#### WHAT IS REQUIRED
Rewrite the records from their start through the line containing "point(123, 699)", both ends included, leaving every request unchanged and scaling each point coordinate in the answers by 1.55, rounded to a whole number with halves going up. Give only that part.

Entries from a pointing dataset:
[START]

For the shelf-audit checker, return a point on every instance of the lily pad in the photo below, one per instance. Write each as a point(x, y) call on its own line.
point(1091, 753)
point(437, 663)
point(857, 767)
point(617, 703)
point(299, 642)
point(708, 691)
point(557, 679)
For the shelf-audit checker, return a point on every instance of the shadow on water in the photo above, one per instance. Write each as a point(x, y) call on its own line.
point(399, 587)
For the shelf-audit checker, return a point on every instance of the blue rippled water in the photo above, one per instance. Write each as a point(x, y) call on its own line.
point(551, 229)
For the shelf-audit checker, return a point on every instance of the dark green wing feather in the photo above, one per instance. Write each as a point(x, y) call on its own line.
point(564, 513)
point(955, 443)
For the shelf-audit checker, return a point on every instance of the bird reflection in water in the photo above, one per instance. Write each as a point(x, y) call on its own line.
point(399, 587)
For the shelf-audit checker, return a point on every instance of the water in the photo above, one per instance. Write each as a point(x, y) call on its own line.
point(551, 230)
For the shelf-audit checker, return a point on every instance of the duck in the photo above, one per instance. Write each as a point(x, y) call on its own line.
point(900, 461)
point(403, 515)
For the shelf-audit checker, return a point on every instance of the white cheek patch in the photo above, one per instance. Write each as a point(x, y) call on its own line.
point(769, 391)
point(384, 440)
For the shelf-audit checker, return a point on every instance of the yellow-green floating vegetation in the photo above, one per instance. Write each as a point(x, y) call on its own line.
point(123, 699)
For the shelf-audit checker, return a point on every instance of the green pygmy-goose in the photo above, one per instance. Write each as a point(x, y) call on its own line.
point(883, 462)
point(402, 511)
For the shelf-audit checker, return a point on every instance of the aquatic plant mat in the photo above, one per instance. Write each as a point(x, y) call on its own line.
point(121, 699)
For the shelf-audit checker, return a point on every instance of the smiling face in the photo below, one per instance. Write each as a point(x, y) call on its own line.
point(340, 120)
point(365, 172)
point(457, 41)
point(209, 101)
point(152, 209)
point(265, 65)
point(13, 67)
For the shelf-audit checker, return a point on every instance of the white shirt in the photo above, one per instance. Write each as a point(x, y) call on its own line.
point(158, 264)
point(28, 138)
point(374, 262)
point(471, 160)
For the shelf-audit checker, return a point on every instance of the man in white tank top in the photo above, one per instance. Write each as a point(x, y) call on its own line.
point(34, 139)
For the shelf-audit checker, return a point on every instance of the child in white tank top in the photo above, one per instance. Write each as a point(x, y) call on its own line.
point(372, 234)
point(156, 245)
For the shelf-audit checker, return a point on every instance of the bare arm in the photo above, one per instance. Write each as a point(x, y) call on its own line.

[END]

#### ANSWER TO THIS PROBLEM
For the shelf-audit checker, return a point on every instance of the lily pad in the photo below, one per instance. Write each as a point(x, y) call on its own line.
point(1691, 1167)
point(677, 1028)
point(1328, 1189)
point(956, 1090)
point(463, 995)
point(1097, 1071)
point(863, 1052)
For the shelf-audit checker, return a point on every instance of the shadow on water in the photo above, one per instance. Write each as a point(x, y) call on its own line.
point(618, 910)
For the shelf-audit checker, return a point on every instance of the blue rippled water in the photo above, one per instance. Write each as a point(x, y) call on its own line.
point(854, 355)
For the shelf-audit checker, return a point on every instance of the dark green wing feather in the photo above, one per instance. Write each as a point(x, y) call on its own line.
point(874, 795)
point(1480, 687)
For the shelf-audit checker, return a point on every instance of the bird reflection in water in the photo above, one per instance. Write each as a point(x, y) call on its own line.
point(618, 910)
For the shelf-audit checker, return a point on every instance of the water in the photo above, one per instance. Write each as a point(x, y) call on its own line.
point(854, 357)
For the shelf-audit checker, return a point on every instance of the duck in the photo above, one per instance. Write each as a point(x, y) call on its own line.
point(1395, 715)
point(625, 798)
For the shelf-audit checker, return a point on every instance of the white cheek patch in the photo above, one per instance. Write each as a point(x, y) call on its own line.
point(1192, 606)
point(595, 682)
For the shelf-audit checker, return a point on every instance of the yellow-green floating vegetation in the photo above, one per instance. Write each as a point(x, y) call on its own line.
point(191, 1083)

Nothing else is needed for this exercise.